◆ **THE DATA**:
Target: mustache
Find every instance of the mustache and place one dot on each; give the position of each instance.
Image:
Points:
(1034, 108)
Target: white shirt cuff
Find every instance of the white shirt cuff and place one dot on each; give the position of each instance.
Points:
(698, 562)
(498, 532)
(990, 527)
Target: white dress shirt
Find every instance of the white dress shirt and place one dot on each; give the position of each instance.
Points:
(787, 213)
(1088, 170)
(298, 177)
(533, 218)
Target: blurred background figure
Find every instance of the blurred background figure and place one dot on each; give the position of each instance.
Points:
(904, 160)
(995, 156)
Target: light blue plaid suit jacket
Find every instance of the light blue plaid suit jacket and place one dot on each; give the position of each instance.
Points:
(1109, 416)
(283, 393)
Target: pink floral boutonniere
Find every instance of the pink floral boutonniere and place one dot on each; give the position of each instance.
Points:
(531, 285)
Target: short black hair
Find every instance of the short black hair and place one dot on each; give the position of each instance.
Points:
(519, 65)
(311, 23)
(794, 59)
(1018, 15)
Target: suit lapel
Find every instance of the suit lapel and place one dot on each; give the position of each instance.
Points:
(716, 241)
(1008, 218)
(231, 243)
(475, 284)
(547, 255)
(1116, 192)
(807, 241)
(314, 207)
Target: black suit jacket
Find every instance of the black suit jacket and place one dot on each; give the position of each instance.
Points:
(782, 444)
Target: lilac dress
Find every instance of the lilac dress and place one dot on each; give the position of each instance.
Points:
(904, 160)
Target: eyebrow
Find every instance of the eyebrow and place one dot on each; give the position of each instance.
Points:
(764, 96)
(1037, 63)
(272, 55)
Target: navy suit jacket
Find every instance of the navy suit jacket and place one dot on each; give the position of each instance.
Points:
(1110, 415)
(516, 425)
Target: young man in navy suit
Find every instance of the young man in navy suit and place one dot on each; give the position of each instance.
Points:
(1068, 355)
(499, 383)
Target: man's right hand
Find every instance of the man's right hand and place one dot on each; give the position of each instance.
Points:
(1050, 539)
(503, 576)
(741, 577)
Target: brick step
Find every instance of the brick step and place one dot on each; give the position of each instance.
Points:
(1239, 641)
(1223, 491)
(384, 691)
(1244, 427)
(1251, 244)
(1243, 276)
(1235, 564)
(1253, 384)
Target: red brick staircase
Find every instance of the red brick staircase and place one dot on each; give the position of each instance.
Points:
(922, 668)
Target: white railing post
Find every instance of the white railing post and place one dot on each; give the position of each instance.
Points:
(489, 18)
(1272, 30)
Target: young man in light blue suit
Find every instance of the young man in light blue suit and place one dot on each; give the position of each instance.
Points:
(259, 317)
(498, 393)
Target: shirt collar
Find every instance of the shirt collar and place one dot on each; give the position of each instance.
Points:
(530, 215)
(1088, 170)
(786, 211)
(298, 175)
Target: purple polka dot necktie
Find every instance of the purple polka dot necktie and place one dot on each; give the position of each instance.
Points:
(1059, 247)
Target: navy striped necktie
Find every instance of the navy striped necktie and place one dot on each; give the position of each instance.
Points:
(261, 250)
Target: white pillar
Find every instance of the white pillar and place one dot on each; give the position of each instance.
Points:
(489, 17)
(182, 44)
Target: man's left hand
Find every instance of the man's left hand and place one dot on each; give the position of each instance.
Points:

◆ **WHAT THE TASK REQUIRES**: Starting with the line that contains "Target: white pillar" and continuing through the end of the records, write those lines out again with "pillar" changed to "column" and nothing else altered.

◆ **FINAL RESULT**:
Target: white column
Find every instance of the white column and place one dot on each; give the position of each instance.
Points:
(489, 17)
(182, 44)
Target: man's left hand
Find every instance of the man's left hand and place one dot on each; give the position of each instance.
Points:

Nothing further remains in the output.